— Task requirements —
Arrange every entry below as a numbered list, leaving out any blank lines.

◆ ◆ ◆ ◆ ◆ ◆ ◆

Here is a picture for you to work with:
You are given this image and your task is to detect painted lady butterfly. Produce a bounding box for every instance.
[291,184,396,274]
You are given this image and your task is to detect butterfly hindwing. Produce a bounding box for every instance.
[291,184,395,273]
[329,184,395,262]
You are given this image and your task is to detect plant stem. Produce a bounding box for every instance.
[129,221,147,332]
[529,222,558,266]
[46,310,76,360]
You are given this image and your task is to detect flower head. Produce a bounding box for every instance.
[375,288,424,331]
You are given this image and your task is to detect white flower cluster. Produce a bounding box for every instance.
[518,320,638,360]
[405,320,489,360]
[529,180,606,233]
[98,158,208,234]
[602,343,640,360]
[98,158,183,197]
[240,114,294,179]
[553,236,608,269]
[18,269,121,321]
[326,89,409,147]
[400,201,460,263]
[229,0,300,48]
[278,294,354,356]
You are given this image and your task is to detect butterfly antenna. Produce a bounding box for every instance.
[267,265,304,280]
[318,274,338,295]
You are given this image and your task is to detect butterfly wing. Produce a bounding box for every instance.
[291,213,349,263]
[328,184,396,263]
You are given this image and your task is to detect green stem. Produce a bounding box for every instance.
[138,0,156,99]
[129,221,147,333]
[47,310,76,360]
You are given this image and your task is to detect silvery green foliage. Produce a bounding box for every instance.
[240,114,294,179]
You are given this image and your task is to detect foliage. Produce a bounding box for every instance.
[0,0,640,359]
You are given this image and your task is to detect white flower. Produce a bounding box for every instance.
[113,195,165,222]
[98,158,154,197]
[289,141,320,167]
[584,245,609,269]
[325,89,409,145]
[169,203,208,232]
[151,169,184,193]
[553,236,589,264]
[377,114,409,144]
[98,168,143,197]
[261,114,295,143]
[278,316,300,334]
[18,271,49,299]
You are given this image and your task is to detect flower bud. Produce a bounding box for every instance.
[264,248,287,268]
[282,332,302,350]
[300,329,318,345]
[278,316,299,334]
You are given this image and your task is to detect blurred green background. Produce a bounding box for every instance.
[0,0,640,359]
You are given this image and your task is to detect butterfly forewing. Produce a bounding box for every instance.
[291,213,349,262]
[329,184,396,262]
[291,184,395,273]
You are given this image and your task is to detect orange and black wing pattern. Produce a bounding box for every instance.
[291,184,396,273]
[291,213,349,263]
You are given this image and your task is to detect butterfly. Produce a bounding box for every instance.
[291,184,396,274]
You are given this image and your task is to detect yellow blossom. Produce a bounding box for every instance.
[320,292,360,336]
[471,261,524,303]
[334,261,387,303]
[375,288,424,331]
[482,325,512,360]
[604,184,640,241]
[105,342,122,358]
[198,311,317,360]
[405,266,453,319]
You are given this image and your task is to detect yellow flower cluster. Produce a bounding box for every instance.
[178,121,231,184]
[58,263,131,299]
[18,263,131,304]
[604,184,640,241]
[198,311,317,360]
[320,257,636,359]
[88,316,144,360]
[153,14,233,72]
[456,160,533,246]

◆ ◆ ◆ ◆ ◆ ◆ ◆

— Task result —
1. Here is a picture for you to work with:
2. You are given this image and your task is to detect painted lady butterfly. Produce a bounding box for every instance.
3. [291,184,396,274]
4. You are given this image and your task is to detect butterfly hindwing. Produce a bounding box for every instance.
5. [291,184,395,273]
6. [329,184,395,262]
7. You are given this image and your task is to detect plant stem. Produce a bounding box for every instance.
8. [129,221,147,332]
9. [529,222,558,266]
10. [46,310,76,360]
11. You are given this image and your task is to detect flower head. Produce a bounding box for every instance.
12. [375,288,424,331]
13. You are given this image and your task is to detect white flower cluster. Produce a bounding box for every instance.
14. [518,320,638,360]
15. [405,320,489,360]
16. [529,180,606,233]
17. [98,158,208,234]
18. [602,343,640,360]
19. [98,158,183,197]
20. [240,114,294,179]
21. [553,236,608,269]
22. [18,269,121,321]
23. [326,89,409,147]
24. [400,201,460,263]
25. [229,0,300,48]
26. [278,294,354,356]
27. You are given this image and your task is to detect butterfly antenna. Produce a bounding box for every instance.
28. [267,265,304,280]
29. [318,274,338,295]
30. You are given this image and your task is to detect butterfly wing. Produce a bounding box for every instance.
31. [291,213,349,263]
32. [328,184,396,263]
33. You are given this image and your task is to detect green stem. Produce a bounding box for every instance.
34. [138,0,156,99]
35. [129,221,147,333]
36. [47,310,76,360]
37. You are given this image and your task is to detect silvery green foliage. Produce a bounding box for every instance.
38. [240,114,294,179]
39. You are given this image and your task is to detect foliage. Produce a bounding box for every instance.
40. [0,0,640,359]
41. You are given this image and your task is to detect white flower. Produce a bounding box for every instance.
42. [113,195,165,222]
43. [98,158,154,197]
44. [289,141,320,167]
45. [584,245,609,269]
46. [325,89,409,145]
47. [169,203,208,232]
48. [151,169,184,193]
49. [553,236,589,264]
50. [377,114,409,144]
51. [98,168,143,197]
52. [261,114,295,143]
53. [278,316,300,334]
54. [18,271,49,299]
55. You are given this image and your task is to detect flower bud. Produce a bounding box for every instance.
56. [264,248,287,268]
57. [282,332,302,350]
58. [300,329,318,345]
59. [278,316,299,334]
60. You are given this image and your task is to detect blurred green background. Produce a bounding box for every instance.
61. [0,0,640,359]
62. You are given this image and your task is to detect butterfly forewing. Produce a bounding box for every instance.
63. [291,213,349,262]
64. [329,184,396,262]
65. [291,184,395,273]
66. You are given this image and your task is to detect orange and black wing pattern. Produce a bounding box for every instance.
67. [291,184,396,273]
68. [291,213,349,263]
69. You are given this image and your task is to detect butterfly. Produce a bounding box for every instance.
70. [291,184,396,274]
71. You are given this image and your task is to detect yellow blossom. Produce a bounding box for every instance.
72. [320,292,360,336]
73. [471,261,524,303]
74. [334,261,387,303]
75. [375,288,424,331]
76. [482,325,512,360]
77. [604,184,640,241]
78. [105,342,122,358]
79. [198,311,317,360]
80. [405,266,453,319]
81. You are given this image and your task is to detect yellow flower cluster. Produce a bounding box for every instance.
82. [178,121,231,184]
83. [58,263,131,299]
84. [18,263,131,304]
85. [604,184,640,241]
86. [198,311,317,360]
87. [320,257,636,359]
88. [88,316,144,360]
89. [153,14,233,72]
90. [456,160,533,246]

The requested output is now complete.